* Direction:
Copy the Metropolis-Hastings sampler text below from "In particular, how" up to and including "this on Friday)", changing "Friday" to "Monday".
==== Document ====
In [1]:
import numpy as np
import pandas as pd

import matplotlib.pyplot as plt

In [2]:
%matplotlib notebook

# Construction Zone: Building a Metropolis-Hastings Sampler From Scratch

#### Version 0.1

-----

By AA Miller (Northwestern/Adler Planetarium)

27 Aug 2019

As we just saw, Bayes' Law provides a framework for understanding/inferring model parameters *given* some observations/data:

$$P(\theta\mid\mathbf{x}) = \frac{P(\mathbf{x}\mid\theta)\;P(\theta)}{P(\mathbf{x})},$$

where we have used the short-hand notation with $\theta$ representing the model parameters, and $\mathbf{x}$ representing the data. 

To redefine some terms,

$P(\mathbf{x}\mid\theta)$, the probability of the data given the model parameters, is the *likelihood*, $\mathcal{L}$.

$P(\theta)$, the probability of the model parameters, is the *prior*.

$P(\mathbf{x})$ the probability of the data, is the *evidence*. (That sounds weird right? More on this in a bit...)

Finally, $P(\theta\mid\mathbf{x})$, the probability of the model parameters given the data, is the *posterior*. 

We typically want to estimate some model parameters, $\theta$, and thus we need to integrate the posterior, $P(\theta\mid\mathbf{x})$.

This is **hard**.

In particular, how in the world are we supposed to estimate the *probability of data*?!

This is –– capital H –– **Hard**.

(We will discuss this on Friday)

Fortunately, $P(\mathbf{x})$ simply serves as a normalization term, and, in many applications, can be ignored. 

Thus, given that the posterior is $\propto \mathcal{L}\;P(\theta)$, we can maximize the posterior by maximizing the product of the likelihood and the prior. While this still leaves a complicated integral, there are many tools that can approximate that integral rather efficiently...

including the Metropolis-Hastings algorithm!

## Problem 1) Simulate the Observations

As we work towards implementing the MH sampler, we will attempt to solve a very common problem in the statistical literature: estimating the slope and intercept of a line from noisy data.

Here we will simulate some data with known model parameters so we can later compare our estimates to the correct answer.

**Problem 1a**

Draw 40 observations between 0 and 100 from a linear model with slope, $m = 2.3$, and intercept, $b = 15$. Assume that each observation is drawn from a Gaussian distribution with mean $\mu = 0$ and variance, $\sigma^2$ = 2500.
==== Listed entries ====
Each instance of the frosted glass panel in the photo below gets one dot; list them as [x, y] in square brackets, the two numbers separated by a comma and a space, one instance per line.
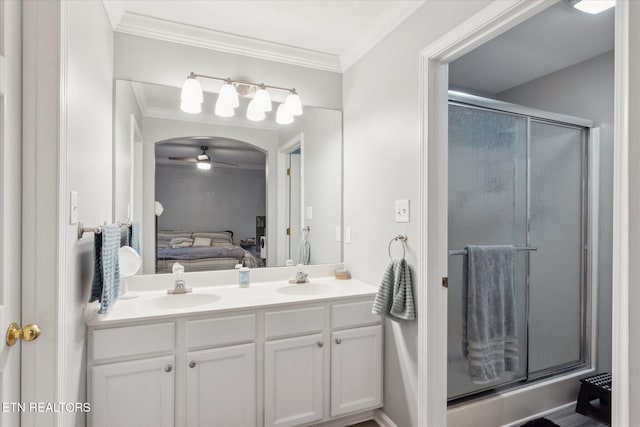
[487, 206]
[556, 229]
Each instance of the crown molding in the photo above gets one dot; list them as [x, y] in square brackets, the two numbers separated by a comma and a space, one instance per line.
[394, 15]
[160, 29]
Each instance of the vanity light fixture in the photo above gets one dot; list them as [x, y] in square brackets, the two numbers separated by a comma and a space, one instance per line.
[228, 100]
[283, 115]
[191, 96]
[592, 6]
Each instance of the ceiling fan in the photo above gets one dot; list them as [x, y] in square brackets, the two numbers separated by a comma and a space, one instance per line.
[203, 160]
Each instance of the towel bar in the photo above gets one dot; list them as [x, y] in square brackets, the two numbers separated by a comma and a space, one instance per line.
[402, 238]
[82, 230]
[517, 248]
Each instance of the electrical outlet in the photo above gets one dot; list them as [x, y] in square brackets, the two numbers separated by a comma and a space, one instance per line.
[402, 210]
[73, 207]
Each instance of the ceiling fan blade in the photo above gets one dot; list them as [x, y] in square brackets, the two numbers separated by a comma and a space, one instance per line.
[184, 159]
[225, 163]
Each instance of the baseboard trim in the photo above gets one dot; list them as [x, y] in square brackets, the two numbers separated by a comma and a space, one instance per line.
[540, 415]
[347, 420]
[383, 419]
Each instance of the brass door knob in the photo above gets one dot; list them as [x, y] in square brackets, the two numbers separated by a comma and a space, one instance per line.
[28, 333]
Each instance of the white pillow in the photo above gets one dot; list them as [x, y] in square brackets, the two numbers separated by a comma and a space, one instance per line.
[201, 241]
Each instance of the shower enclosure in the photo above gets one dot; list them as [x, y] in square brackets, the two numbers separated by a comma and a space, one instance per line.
[518, 176]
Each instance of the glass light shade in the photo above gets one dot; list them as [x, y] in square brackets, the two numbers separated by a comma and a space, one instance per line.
[594, 6]
[283, 115]
[228, 96]
[264, 99]
[254, 110]
[204, 164]
[223, 110]
[191, 91]
[294, 105]
[190, 107]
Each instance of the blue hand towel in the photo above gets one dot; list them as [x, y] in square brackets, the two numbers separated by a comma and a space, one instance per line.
[489, 334]
[395, 294]
[134, 238]
[106, 272]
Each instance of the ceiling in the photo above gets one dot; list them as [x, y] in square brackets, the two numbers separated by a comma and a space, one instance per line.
[554, 39]
[220, 149]
[323, 34]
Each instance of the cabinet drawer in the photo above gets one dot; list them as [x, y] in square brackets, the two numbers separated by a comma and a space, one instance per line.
[221, 331]
[353, 314]
[294, 322]
[133, 340]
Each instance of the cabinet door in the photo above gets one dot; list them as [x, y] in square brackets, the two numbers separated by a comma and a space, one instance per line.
[136, 393]
[221, 387]
[293, 381]
[356, 370]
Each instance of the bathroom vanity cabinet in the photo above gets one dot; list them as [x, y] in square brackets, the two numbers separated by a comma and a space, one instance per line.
[290, 365]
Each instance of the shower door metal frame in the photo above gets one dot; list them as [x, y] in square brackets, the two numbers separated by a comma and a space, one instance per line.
[545, 117]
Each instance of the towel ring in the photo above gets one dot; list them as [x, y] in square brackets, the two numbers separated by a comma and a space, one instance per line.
[402, 238]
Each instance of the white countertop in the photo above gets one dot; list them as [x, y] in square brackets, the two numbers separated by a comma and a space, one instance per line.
[229, 297]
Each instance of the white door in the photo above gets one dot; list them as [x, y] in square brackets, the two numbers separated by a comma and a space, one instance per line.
[356, 370]
[136, 393]
[10, 202]
[221, 387]
[293, 381]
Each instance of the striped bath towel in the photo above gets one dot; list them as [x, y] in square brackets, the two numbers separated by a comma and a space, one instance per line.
[106, 272]
[395, 294]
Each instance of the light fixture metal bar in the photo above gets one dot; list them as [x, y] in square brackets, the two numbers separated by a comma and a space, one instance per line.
[228, 80]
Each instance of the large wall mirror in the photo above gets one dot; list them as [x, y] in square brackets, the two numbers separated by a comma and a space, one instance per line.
[272, 196]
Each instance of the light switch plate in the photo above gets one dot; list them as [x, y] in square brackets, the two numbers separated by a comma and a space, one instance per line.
[402, 210]
[73, 207]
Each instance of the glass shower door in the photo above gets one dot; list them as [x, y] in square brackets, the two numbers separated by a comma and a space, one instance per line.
[557, 221]
[487, 206]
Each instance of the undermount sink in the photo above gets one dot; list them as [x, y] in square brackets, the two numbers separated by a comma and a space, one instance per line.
[307, 289]
[179, 301]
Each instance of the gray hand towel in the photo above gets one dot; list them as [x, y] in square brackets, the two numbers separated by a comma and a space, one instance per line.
[106, 272]
[489, 337]
[395, 293]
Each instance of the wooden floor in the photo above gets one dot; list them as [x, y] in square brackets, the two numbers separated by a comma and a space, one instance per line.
[569, 418]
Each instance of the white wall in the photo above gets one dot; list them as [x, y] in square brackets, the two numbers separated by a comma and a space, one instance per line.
[89, 172]
[322, 154]
[154, 61]
[586, 90]
[382, 164]
[634, 214]
[215, 200]
[155, 130]
[123, 148]
[68, 58]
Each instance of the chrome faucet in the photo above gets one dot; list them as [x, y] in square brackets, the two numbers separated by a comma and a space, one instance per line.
[179, 284]
[301, 276]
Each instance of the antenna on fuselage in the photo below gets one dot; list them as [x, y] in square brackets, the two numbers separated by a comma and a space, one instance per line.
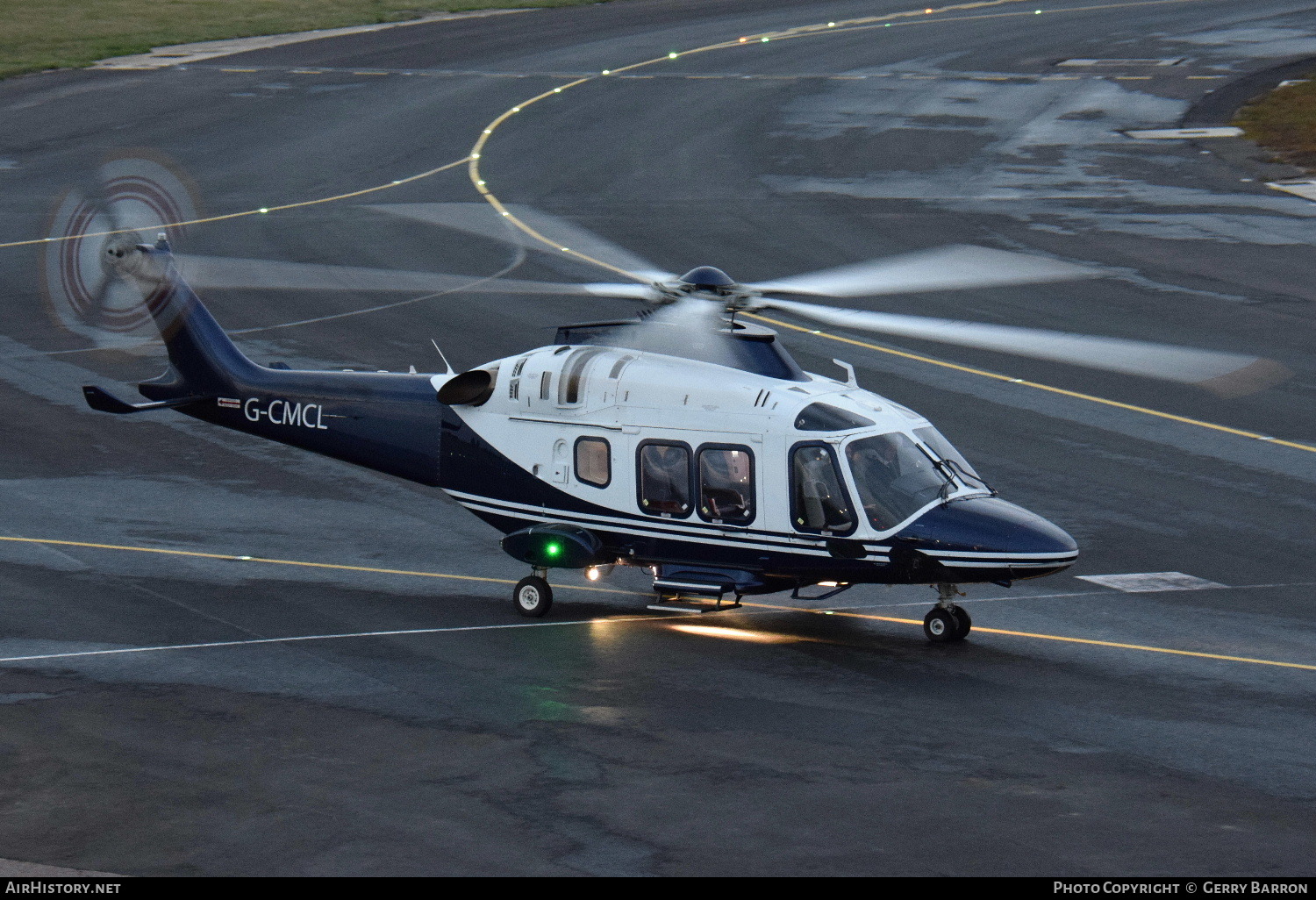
[450, 370]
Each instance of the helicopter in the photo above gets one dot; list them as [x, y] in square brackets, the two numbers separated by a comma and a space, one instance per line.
[686, 441]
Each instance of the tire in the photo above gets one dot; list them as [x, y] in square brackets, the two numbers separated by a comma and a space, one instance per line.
[965, 623]
[532, 596]
[941, 625]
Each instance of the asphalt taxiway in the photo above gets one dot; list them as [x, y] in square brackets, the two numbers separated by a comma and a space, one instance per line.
[226, 657]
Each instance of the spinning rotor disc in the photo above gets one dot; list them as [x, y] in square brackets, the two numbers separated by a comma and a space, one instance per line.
[136, 197]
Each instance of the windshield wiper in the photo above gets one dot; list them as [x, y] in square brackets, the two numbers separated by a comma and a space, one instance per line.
[950, 468]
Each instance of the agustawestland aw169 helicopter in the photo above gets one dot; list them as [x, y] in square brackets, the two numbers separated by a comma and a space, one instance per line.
[687, 442]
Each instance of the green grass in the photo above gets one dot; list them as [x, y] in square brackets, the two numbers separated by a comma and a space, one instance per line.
[1284, 123]
[39, 34]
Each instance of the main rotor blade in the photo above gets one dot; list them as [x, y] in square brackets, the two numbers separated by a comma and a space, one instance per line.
[690, 328]
[483, 220]
[224, 273]
[1227, 374]
[961, 266]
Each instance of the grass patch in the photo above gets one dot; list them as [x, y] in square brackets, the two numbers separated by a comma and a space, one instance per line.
[39, 34]
[1284, 123]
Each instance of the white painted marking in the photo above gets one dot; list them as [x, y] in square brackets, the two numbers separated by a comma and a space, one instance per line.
[1173, 61]
[1150, 582]
[1176, 133]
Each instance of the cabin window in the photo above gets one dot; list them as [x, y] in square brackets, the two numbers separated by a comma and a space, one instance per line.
[594, 462]
[826, 418]
[895, 478]
[665, 479]
[726, 484]
[819, 502]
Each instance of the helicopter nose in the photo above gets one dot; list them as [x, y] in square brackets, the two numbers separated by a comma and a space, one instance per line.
[986, 539]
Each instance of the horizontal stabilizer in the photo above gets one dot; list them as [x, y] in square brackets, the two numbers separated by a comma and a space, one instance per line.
[102, 400]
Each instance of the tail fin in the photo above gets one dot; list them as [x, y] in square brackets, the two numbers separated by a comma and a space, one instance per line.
[203, 360]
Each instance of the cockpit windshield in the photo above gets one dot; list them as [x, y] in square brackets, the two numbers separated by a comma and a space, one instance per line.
[895, 478]
[961, 470]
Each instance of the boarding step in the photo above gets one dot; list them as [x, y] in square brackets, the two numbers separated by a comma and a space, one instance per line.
[691, 586]
[687, 605]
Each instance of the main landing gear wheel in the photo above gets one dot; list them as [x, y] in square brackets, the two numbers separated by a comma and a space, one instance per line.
[532, 596]
[965, 621]
[941, 625]
[945, 624]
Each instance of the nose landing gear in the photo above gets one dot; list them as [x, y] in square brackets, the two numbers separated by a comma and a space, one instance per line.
[532, 595]
[947, 621]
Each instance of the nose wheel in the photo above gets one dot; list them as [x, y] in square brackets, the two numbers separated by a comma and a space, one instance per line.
[532, 596]
[947, 621]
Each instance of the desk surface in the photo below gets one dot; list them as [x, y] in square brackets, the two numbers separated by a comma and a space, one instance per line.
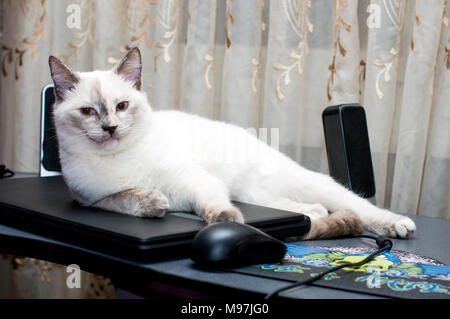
[431, 239]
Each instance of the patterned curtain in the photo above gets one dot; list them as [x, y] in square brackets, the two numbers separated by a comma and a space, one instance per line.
[260, 64]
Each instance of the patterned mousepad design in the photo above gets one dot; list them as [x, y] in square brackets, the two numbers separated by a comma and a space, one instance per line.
[395, 273]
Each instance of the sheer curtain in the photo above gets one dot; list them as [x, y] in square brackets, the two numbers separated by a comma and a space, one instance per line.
[260, 64]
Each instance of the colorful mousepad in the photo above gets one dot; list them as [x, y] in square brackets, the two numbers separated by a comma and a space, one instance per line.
[395, 273]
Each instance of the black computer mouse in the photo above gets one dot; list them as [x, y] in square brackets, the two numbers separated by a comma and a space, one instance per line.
[232, 245]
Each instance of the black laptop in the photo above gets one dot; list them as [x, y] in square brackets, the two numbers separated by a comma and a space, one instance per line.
[43, 205]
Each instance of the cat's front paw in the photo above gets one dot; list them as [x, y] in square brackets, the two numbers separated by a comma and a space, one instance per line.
[404, 227]
[151, 203]
[215, 214]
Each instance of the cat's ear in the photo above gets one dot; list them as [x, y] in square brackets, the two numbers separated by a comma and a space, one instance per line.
[130, 68]
[63, 78]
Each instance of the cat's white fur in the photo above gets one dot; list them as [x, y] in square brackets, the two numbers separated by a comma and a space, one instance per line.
[183, 157]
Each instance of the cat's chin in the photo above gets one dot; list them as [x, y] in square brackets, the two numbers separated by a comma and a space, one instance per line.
[108, 145]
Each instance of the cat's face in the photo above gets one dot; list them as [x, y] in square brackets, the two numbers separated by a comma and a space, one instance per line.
[100, 111]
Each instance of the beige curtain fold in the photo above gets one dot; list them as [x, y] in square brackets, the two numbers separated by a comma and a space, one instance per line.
[258, 64]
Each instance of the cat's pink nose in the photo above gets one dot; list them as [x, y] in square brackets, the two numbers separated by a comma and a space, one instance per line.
[110, 129]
====
* The response:
In particular, how in the world are we supposed to estimate the *probability of data*?!

This is –– capital H –– **Hard**.

(We will discuss this on Monday)